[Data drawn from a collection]
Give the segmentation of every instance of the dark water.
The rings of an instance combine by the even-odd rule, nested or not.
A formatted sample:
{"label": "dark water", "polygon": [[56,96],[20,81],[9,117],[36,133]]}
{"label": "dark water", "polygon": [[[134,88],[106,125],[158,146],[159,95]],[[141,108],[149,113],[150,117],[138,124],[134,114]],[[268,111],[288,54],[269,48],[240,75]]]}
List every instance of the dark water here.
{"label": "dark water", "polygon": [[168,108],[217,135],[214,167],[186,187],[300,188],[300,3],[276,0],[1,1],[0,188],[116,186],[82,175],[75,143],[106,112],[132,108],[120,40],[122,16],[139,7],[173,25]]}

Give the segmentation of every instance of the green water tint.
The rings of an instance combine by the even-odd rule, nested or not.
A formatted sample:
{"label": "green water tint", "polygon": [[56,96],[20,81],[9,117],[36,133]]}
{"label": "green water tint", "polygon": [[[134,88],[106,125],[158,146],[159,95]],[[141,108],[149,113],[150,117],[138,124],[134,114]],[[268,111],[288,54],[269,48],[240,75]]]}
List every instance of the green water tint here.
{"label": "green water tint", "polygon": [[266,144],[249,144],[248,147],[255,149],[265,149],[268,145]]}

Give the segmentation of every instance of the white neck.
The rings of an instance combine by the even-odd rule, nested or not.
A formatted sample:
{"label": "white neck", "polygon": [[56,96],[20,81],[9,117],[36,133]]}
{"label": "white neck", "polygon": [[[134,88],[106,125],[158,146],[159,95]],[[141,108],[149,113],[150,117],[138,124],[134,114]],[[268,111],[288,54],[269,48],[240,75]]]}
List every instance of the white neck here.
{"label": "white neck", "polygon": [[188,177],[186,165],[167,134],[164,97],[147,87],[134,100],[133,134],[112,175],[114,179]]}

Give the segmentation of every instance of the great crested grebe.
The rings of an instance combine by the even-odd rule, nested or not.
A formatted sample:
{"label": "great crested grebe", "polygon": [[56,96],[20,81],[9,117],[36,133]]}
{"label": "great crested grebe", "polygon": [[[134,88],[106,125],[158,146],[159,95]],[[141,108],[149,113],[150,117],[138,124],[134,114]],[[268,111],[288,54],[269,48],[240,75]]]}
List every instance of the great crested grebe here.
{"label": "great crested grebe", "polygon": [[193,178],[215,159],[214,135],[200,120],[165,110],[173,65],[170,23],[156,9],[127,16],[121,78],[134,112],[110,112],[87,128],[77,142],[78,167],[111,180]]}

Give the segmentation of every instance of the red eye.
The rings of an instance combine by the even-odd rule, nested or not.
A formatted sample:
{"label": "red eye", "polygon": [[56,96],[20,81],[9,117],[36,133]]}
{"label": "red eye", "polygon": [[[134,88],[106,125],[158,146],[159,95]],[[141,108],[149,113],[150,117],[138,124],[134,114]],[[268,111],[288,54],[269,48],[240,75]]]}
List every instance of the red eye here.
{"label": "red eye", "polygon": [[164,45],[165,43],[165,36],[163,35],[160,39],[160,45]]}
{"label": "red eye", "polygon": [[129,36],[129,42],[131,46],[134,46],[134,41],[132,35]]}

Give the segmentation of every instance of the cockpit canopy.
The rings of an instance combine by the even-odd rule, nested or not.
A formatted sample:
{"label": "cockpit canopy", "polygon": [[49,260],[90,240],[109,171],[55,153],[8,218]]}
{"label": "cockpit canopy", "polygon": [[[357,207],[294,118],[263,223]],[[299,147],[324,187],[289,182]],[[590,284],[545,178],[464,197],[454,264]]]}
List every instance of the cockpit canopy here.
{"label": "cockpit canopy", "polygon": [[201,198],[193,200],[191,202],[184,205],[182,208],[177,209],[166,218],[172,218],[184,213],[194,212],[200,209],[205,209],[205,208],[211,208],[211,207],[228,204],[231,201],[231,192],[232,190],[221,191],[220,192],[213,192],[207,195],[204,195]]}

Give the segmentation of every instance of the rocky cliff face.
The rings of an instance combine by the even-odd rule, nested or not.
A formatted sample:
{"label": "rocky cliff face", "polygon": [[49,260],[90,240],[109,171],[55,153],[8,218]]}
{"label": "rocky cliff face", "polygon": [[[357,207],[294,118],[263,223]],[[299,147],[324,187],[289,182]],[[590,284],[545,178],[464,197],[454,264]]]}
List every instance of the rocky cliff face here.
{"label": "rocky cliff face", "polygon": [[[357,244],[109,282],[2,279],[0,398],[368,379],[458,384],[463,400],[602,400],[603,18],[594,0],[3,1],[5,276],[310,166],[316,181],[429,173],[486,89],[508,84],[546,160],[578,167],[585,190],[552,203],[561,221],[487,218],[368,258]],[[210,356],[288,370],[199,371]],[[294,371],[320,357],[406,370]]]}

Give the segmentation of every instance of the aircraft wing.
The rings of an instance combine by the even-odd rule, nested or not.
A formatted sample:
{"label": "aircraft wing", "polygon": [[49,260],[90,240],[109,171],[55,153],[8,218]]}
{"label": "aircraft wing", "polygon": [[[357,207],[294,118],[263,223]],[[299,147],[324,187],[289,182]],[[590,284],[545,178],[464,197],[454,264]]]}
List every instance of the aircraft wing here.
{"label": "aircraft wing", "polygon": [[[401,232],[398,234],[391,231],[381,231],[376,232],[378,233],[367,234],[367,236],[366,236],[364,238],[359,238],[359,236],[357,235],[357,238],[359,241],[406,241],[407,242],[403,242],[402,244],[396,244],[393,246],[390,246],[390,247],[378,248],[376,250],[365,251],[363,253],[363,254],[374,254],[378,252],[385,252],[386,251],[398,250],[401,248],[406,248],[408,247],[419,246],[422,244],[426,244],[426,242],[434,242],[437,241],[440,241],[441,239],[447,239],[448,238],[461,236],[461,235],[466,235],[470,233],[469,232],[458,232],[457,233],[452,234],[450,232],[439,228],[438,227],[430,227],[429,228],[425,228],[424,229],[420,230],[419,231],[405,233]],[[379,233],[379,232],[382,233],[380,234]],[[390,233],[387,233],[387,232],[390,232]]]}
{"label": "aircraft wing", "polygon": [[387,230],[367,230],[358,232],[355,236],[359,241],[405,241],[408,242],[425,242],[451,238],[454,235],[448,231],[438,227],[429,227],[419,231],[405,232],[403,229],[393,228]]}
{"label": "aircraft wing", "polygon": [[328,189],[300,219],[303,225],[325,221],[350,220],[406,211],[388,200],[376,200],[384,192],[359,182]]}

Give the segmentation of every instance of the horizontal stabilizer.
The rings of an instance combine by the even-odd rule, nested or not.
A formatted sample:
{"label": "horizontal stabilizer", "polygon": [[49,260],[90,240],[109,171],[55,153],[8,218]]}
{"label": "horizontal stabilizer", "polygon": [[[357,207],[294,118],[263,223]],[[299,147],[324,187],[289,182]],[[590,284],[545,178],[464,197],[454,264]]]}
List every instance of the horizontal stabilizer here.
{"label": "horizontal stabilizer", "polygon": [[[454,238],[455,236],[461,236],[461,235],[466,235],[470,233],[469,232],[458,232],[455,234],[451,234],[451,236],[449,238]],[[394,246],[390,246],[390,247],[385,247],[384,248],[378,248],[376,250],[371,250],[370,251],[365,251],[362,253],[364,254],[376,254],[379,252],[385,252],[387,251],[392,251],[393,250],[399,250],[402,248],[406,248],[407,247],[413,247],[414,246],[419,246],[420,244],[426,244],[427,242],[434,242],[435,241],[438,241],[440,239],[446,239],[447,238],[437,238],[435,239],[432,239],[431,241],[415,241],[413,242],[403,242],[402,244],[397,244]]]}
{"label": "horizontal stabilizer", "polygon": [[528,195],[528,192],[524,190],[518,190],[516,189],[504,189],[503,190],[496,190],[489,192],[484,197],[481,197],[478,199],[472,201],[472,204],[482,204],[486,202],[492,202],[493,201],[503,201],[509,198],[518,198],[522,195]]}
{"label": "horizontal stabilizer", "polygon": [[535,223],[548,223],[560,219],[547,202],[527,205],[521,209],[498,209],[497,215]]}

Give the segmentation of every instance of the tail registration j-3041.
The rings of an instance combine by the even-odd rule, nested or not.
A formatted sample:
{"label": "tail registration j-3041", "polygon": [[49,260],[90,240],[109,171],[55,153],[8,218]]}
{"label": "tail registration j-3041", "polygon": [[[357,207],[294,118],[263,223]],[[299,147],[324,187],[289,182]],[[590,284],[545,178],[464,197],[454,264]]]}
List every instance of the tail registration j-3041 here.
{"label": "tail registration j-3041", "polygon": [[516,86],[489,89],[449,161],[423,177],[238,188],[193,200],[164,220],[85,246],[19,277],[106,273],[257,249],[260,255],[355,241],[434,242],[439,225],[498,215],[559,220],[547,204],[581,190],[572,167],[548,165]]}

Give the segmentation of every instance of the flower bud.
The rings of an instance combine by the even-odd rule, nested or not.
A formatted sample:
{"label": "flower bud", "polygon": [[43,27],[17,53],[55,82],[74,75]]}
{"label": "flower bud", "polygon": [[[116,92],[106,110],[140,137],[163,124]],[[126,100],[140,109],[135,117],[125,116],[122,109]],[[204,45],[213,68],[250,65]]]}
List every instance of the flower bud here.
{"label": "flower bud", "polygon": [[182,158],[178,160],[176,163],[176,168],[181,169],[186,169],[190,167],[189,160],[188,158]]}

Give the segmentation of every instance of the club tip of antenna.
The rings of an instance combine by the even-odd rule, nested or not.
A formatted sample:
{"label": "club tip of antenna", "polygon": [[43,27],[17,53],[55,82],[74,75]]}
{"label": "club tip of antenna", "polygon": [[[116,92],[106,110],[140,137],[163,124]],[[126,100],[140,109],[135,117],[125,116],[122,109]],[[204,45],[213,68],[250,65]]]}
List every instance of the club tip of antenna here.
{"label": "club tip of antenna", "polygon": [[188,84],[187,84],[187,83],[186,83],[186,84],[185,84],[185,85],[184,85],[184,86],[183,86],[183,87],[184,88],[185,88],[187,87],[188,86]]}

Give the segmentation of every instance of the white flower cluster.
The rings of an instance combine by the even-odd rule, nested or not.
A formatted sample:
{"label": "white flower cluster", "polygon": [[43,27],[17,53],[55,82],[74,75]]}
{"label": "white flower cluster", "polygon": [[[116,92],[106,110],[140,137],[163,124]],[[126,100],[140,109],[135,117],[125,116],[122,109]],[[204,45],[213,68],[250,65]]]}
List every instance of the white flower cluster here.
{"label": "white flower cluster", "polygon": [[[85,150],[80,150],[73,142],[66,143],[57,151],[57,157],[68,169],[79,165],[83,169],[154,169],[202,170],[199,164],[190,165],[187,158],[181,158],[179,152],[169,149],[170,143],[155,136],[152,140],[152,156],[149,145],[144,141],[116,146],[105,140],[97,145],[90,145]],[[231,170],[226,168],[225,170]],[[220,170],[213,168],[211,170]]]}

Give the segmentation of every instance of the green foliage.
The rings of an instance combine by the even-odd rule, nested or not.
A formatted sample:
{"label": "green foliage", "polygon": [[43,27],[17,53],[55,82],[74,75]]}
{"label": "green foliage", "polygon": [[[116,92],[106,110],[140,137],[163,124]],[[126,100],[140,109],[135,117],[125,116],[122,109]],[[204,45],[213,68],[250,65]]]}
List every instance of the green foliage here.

> _CHALLENGE_
Can you render the lines starting at the one containing "Give the segmentation of every instance of the green foliage." and ending at the last line of the entries as a JSON list of strings, one string per line, with both ends included and blank lines left out?

> _EXERCISE ANSWER_
[
  "Give the segmentation of every instance of the green foliage.",
  "The rings of an instance combine by the even-odd rule, nested or not.",
  "A formatted sample:",
  "{\"label\": \"green foliage\", \"polygon\": [[43,27],[17,53],[55,82],[74,75]]}",
  "{\"label\": \"green foliage\", \"polygon\": [[[116,92],[106,110],[140,137],[163,124]],[[126,100],[140,109],[135,117],[125,116],[122,109]],[[204,45],[213,68],[250,65]]]}",
  "List every instance of the green foliage here."
]